Christinas Blog

gefälschte Bilanzen?!

Vor rund einem Jahr hat es nun also in unseren Breitengraden begonnen: Covid-19, Sars-Cov-2, Corona und was es sonst noch für neue Namen oder Nummern hat. Das oft bezeichnete „normal“, wie sah das damals aus?

Eigentlich ist es wie bei einem Auto: beim Kauf ist man ganz berauscht, man zeigt es allen her, aber sobald man es gewohnt ist, ist es das Minimum von dem was man erleben möchte. Hat man mal eine Lenkradheizung, gibt man sie nicht mehr her. Wie wäre es eigentlich gewesen, hätte man die „Lenkradheizung“ beachtet, als sie noch da war?
In der Luxustheorie gilt, das was es kaum oder gar nicht gibt, erstrebenswert ist. Eigentlich ein wenig irre, denn unsere individuellen Bedürfnisse sind vollkommen irrelevant. Was zählt, ist das, was es kaum gibt.

*Aufgabenbeschreibung:*
Beantworte die folgenden Fragen zum Blogbeitrag.
1. Vor wie langer Zeit hat Covid-19 laut dem Blogbeitrag „in unseren Breitengraden“ begonnen?
2. Welche Ausstattung eines Autos gibt man laut dem Blogbeitrag nicht mehr her, wenn man sie einmal hat?
3. Was gilt in der Luxustheorie als erstrebenswert?

Gespeicherte Einträge:
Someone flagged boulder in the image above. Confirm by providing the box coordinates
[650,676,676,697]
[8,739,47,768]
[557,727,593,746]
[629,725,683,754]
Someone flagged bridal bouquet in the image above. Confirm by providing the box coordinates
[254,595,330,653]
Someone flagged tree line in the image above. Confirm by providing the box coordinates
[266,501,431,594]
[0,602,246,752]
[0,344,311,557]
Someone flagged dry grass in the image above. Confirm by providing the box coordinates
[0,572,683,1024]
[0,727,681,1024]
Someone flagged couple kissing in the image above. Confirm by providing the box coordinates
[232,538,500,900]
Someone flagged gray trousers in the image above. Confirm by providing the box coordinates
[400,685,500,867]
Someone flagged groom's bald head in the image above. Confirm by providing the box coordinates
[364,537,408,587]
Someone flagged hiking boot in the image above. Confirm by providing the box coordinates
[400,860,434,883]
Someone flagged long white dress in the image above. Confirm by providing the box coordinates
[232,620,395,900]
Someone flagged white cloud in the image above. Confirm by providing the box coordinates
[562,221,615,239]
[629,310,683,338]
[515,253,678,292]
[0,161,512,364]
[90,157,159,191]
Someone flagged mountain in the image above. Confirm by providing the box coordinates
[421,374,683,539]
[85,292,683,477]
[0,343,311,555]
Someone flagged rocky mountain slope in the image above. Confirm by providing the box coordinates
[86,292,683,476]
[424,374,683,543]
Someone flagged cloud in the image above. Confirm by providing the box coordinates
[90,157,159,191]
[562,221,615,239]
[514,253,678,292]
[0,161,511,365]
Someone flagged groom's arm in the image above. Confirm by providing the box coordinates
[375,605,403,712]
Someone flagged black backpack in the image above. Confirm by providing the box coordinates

--

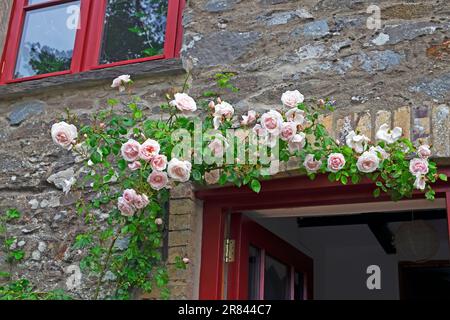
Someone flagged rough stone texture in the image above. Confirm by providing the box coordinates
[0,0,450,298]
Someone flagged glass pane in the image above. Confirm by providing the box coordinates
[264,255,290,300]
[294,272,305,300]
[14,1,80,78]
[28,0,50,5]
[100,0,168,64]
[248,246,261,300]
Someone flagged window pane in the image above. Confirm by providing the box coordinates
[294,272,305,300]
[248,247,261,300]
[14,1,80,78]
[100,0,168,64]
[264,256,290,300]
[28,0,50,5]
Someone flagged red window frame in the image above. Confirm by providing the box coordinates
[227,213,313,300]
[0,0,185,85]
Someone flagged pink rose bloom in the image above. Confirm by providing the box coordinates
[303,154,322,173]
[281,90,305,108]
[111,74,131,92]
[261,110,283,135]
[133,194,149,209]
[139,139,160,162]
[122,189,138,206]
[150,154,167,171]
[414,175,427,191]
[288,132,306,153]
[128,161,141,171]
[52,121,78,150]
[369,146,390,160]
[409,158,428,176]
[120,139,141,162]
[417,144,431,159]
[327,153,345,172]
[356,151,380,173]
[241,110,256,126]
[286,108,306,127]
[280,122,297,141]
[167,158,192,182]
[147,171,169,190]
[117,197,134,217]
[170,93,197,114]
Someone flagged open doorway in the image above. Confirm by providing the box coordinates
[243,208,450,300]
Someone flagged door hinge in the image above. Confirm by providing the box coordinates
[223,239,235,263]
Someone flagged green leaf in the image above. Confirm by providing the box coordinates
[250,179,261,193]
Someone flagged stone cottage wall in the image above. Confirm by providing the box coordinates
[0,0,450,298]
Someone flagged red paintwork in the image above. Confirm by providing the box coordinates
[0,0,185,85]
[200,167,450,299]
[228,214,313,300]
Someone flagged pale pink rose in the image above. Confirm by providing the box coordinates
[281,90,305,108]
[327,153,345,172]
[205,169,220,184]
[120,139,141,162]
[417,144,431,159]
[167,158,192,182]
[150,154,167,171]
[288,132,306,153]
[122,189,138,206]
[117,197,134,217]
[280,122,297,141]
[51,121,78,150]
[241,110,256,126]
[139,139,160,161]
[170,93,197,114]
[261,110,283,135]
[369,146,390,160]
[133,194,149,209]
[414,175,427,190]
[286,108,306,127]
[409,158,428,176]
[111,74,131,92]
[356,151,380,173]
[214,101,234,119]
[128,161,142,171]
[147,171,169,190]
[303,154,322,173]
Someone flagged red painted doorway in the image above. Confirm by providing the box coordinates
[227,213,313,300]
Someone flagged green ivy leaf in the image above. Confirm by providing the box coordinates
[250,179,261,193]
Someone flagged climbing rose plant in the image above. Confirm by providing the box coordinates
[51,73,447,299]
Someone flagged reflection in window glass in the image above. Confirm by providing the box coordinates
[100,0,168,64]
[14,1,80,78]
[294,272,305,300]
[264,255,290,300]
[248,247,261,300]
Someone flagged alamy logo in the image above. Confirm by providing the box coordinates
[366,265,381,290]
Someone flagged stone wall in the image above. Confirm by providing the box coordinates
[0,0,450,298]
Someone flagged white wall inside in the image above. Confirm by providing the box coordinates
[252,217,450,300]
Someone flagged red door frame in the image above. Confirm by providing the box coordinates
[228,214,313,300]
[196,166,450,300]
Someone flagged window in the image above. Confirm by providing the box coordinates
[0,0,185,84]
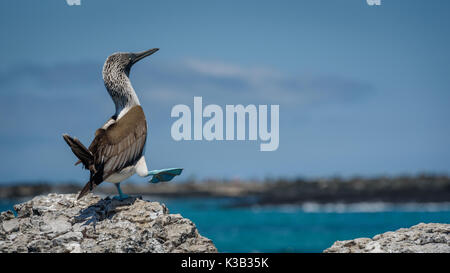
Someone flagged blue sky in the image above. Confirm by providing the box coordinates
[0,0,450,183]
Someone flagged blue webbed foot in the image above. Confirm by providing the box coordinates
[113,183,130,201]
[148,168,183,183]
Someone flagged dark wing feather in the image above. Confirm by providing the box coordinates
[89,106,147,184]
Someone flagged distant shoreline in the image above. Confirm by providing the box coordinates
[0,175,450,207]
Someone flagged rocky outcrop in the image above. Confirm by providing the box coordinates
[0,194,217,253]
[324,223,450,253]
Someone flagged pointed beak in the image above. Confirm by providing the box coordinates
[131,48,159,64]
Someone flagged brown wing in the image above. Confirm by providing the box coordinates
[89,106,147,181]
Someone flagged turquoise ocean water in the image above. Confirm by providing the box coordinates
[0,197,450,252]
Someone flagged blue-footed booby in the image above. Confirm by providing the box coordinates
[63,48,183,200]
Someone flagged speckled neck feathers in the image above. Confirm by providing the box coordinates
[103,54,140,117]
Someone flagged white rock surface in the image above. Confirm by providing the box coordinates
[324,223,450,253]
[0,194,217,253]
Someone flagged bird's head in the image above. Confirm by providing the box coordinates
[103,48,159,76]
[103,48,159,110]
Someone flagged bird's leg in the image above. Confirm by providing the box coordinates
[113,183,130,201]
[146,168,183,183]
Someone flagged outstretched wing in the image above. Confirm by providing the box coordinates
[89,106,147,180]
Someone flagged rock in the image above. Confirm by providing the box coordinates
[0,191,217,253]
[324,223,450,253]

...

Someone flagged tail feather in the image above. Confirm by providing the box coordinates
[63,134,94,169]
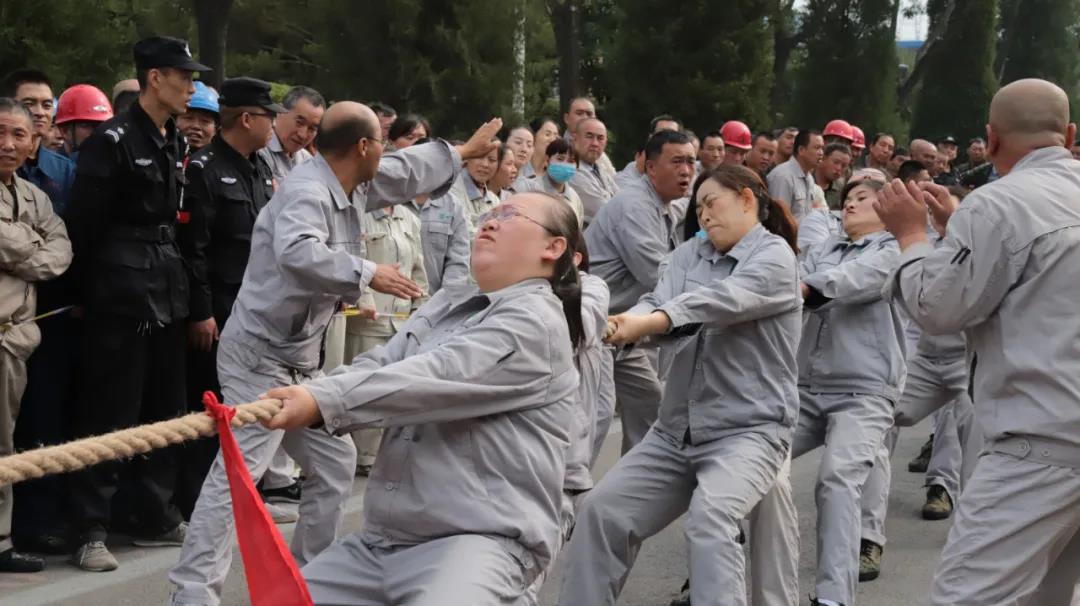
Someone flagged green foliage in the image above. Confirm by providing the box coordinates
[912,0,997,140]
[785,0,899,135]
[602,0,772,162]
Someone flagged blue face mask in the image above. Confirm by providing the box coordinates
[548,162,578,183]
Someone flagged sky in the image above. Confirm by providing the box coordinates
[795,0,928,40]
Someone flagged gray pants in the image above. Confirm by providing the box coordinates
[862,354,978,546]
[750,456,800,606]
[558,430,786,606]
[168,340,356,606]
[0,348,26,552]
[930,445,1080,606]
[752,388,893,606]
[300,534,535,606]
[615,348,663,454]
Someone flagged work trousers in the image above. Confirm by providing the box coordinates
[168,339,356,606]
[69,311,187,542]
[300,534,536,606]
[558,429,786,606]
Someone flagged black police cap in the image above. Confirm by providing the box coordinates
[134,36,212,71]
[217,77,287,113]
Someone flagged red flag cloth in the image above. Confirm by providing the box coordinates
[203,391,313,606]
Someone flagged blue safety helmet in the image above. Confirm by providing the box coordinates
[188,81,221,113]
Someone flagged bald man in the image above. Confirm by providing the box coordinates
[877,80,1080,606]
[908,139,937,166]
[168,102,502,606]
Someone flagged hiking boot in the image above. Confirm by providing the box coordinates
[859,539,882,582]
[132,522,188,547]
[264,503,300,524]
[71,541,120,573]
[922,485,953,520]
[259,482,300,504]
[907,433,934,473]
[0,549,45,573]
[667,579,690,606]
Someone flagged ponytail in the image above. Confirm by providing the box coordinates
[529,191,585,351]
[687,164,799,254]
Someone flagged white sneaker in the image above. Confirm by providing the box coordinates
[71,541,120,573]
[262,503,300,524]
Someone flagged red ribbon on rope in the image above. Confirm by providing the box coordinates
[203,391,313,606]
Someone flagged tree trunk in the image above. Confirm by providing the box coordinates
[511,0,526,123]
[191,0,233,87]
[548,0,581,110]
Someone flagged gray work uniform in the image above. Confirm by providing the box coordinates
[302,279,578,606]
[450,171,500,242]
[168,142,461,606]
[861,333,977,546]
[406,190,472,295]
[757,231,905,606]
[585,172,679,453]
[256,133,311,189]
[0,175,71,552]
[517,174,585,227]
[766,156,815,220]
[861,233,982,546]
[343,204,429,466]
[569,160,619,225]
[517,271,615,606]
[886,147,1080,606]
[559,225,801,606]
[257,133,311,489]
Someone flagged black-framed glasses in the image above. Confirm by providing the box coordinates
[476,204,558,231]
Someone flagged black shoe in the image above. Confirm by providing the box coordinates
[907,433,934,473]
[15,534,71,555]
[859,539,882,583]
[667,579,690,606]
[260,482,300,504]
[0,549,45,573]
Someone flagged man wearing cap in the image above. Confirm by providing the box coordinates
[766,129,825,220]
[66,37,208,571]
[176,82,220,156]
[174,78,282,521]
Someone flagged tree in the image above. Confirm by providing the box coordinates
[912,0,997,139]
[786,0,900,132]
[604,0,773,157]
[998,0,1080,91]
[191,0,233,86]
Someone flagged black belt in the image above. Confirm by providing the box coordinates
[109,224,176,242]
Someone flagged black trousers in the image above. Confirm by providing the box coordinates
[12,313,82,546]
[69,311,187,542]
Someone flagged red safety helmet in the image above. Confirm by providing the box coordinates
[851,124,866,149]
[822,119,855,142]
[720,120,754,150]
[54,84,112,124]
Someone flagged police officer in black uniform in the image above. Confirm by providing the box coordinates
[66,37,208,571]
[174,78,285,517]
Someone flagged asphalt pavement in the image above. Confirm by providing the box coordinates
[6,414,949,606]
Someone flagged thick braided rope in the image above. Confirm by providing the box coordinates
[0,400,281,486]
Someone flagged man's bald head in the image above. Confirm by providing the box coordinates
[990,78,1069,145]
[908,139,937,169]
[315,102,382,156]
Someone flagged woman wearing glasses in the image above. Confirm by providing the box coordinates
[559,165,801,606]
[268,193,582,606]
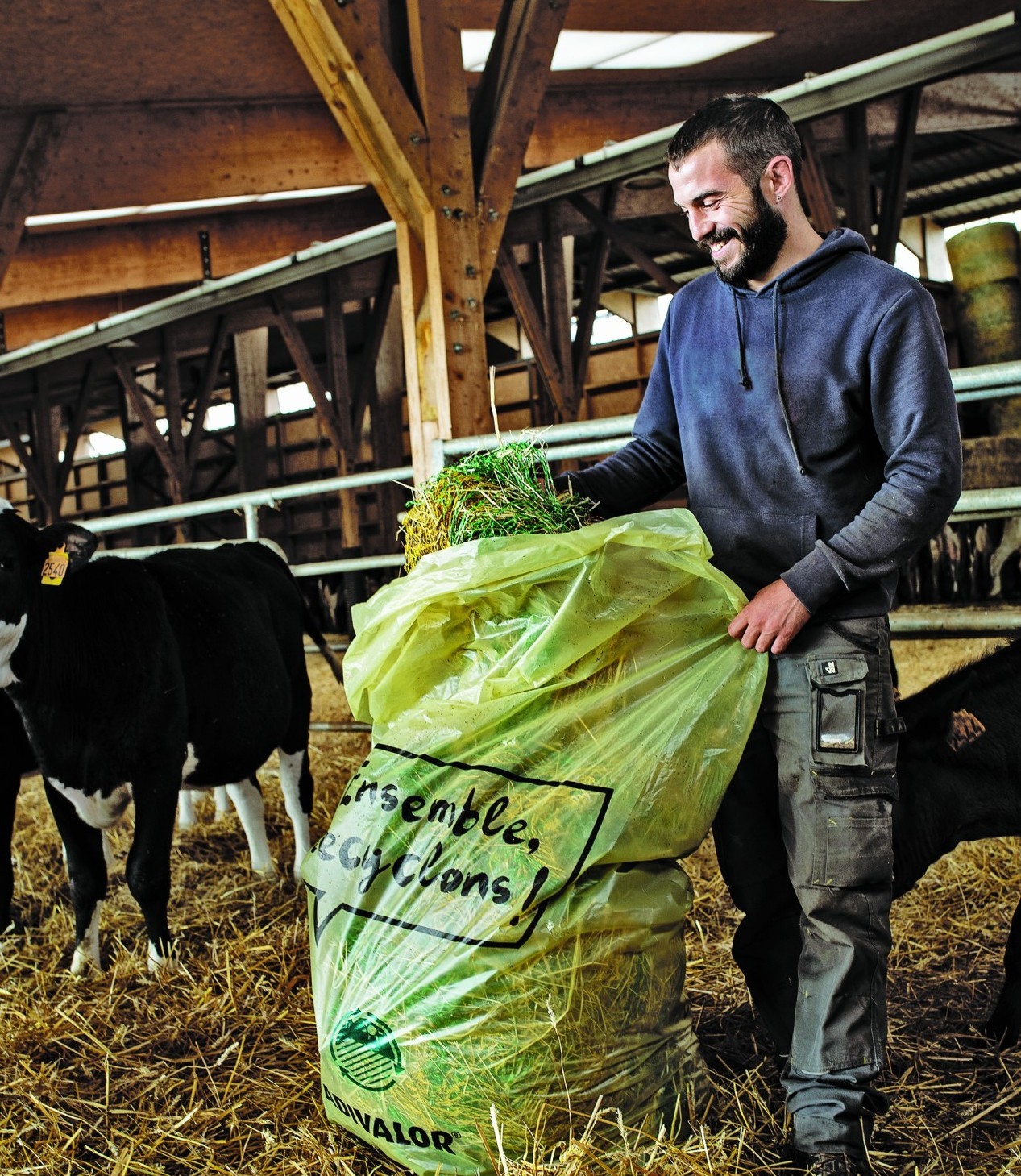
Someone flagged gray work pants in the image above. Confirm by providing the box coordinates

*Ergebnis der Übung:*
1. Vor rund einem Jahr.
2. Die Lenkradheizung.
3. Das, was es kaum oder gar nicht gibt.